## DOCUMENT TEXT
● ● ●
The p53 protein protects our cells from cancer and is a promising target for cancer therapy. The problem is that it degrades quickly inside the cell. Researchers at Sweden’s Karolinska Institute have discovered an unusual method of stabilizing the protein and increasing its potency. They demonstrate that by incorporating a spider silk protein into p53, it is possible to create a protein that is more stable and capable of killing cancer cells.
The findings were published in the journal Structure.P53 is important in the body’s defense against cancer because it discovers and prevents genetic mutations that can lead to cancer. If a cell lacks functional p53, it quickly transforms into a cancer cell that divides uncontrollably. As a result, researchers all over the world are attempting to develop cancer treatments that target p53 in some way. The researchers attached a small section of a synthetic spider silk protein onto the human p53 protein in a collaborative project with, among others, Jan Johansson and Anna Rising at KI’s Department of Biosciences and Nutrition, who use spider silk in their research.
When they put it into cells, they discovered that the cells began to produce it in large quantities. The new protein was also found to be more stable than conventional p53 and capable of killing cancer cells. Using electron microscopy, computer simulations, and mass spectrometry, they were able to demonstrate that the likely cause was the way the spider silk part managed to structure the disordered sections of p53. The researchers intend to further investigate the protein’s structure and how its various components interact to prevent cancer.
They also want to know how the new powerful p53 protein affects cells and how well they tolerate its spider-silk component.” Creating a more stable variant of p53 in cells is a promising approach to cancer therapy, and we now have a tool for this that is worth investigating,” says co-author and senior professor Sir David Lane of Karolinska Institutet. “We hope to eventually develop an mRNA-based cancer vaccine, but first we need to understand how the protein is handled in cells and whether large amounts of it can be toxic.”In the late 1970s, Sir David Lane was one of the discoverers of the p53 protein. P53 has been dubbed the “Guardian of the Genome” because it can prevent cells with DNA damage from mutating into cancer cells. The p53 gene is mutated in roughly half of all cancer tumors, making it the most common genetic change in cancer.
● ● ●
## PROMPT 1
Answer these questions about the article on p53:
(a) In which journal were the findings published?
(b) Which three methods did the researchers use to show the likely cause of the new protein's stability?
(c) In roughly what share of all cancer tumors is the p53 gene mutated?
## PROMPT 2
Write out the part of the article on p53 that opens with the words "When they put" and closes with "to prevent cancer.".
Use only the article on p53 to respond.

## AVAILABLE DATA
● ● ●
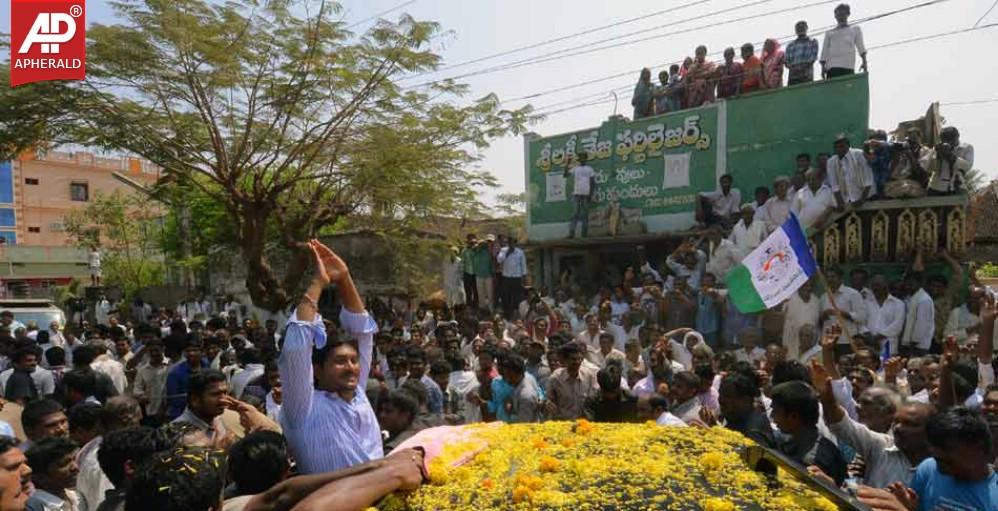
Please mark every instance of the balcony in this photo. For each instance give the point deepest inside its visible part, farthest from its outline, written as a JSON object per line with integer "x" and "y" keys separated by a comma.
{"x": 891, "y": 231}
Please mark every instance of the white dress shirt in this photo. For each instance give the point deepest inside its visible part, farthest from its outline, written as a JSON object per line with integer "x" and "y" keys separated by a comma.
{"x": 776, "y": 212}
{"x": 723, "y": 257}
{"x": 513, "y": 265}
{"x": 887, "y": 319}
{"x": 325, "y": 432}
{"x": 959, "y": 320}
{"x": 810, "y": 206}
{"x": 44, "y": 381}
{"x": 840, "y": 47}
{"x": 799, "y": 313}
{"x": 747, "y": 238}
{"x": 920, "y": 321}
{"x": 850, "y": 175}
{"x": 848, "y": 300}
{"x": 724, "y": 205}
{"x": 242, "y": 379}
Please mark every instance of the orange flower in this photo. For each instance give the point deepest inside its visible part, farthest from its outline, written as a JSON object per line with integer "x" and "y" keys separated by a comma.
{"x": 521, "y": 494}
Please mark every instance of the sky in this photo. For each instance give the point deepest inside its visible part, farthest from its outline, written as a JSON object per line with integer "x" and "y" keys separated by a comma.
{"x": 904, "y": 78}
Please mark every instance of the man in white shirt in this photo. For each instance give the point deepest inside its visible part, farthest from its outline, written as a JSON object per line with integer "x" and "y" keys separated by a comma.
{"x": 719, "y": 206}
{"x": 849, "y": 302}
{"x": 722, "y": 253}
{"x": 513, "y": 263}
{"x": 920, "y": 318}
{"x": 838, "y": 53}
{"x": 802, "y": 310}
{"x": 583, "y": 186}
{"x": 748, "y": 233}
{"x": 886, "y": 313}
{"x": 777, "y": 207}
{"x": 947, "y": 171}
{"x": 849, "y": 174}
{"x": 813, "y": 203}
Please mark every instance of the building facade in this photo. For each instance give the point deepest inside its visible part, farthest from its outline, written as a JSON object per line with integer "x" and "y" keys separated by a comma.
{"x": 36, "y": 193}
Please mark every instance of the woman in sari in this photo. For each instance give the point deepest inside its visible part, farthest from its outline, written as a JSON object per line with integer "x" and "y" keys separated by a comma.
{"x": 700, "y": 79}
{"x": 772, "y": 64}
{"x": 642, "y": 99}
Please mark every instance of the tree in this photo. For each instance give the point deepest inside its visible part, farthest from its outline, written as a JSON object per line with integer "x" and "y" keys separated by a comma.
{"x": 286, "y": 120}
{"x": 125, "y": 228}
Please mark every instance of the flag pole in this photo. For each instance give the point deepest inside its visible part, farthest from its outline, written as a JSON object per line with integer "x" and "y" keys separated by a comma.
{"x": 838, "y": 312}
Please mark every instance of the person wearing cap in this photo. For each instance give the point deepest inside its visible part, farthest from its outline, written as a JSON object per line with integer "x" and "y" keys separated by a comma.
{"x": 484, "y": 268}
{"x": 748, "y": 233}
{"x": 849, "y": 174}
{"x": 777, "y": 208}
{"x": 813, "y": 203}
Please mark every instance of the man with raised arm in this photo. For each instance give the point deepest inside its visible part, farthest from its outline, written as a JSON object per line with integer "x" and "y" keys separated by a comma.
{"x": 329, "y": 426}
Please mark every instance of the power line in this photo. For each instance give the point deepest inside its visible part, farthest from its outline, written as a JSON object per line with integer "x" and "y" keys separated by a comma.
{"x": 973, "y": 102}
{"x": 380, "y": 14}
{"x": 556, "y": 55}
{"x": 979, "y": 20}
{"x": 877, "y": 47}
{"x": 820, "y": 31}
{"x": 589, "y": 31}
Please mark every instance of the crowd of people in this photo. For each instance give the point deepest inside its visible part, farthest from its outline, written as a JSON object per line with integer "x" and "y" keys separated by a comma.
{"x": 883, "y": 387}
{"x": 699, "y": 81}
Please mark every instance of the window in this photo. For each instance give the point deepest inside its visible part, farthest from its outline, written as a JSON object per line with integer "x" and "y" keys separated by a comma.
{"x": 79, "y": 192}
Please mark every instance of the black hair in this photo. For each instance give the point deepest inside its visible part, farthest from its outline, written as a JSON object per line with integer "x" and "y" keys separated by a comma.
{"x": 81, "y": 380}
{"x": 740, "y": 385}
{"x": 797, "y": 397}
{"x": 7, "y": 443}
{"x": 416, "y": 390}
{"x": 35, "y": 411}
{"x": 403, "y": 401}
{"x": 84, "y": 416}
{"x": 23, "y": 351}
{"x": 958, "y": 424}
{"x": 189, "y": 478}
{"x": 705, "y": 372}
{"x": 135, "y": 444}
{"x": 258, "y": 461}
{"x": 200, "y": 382}
{"x": 514, "y": 362}
{"x": 440, "y": 367}
{"x": 569, "y": 349}
{"x": 415, "y": 352}
{"x": 44, "y": 453}
{"x": 687, "y": 378}
{"x": 84, "y": 355}
{"x": 319, "y": 355}
{"x": 55, "y": 356}
{"x": 790, "y": 370}
{"x": 249, "y": 356}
● ● ●
## RESPONSE AREA 1
(a) Structure
(b) Electron microscopy, computer simulations, and mass spectrometry
(c) Roughly half

## RESPONSE AREA 2
When they put it into cells, they discovered that the cells began to produce it in large quantities. The new protein was also found to be more stable than conventional p53 and capable of killing cancer cells. Using electron microscopy, computer simulations, and mass spectrometry, they were able to demonstrate that the likely cause was the way the spider silk part managed to structure the disordered sections of p53. The researchers intend to further investigate the protein’s structure and how its various components interact to prevent cancer.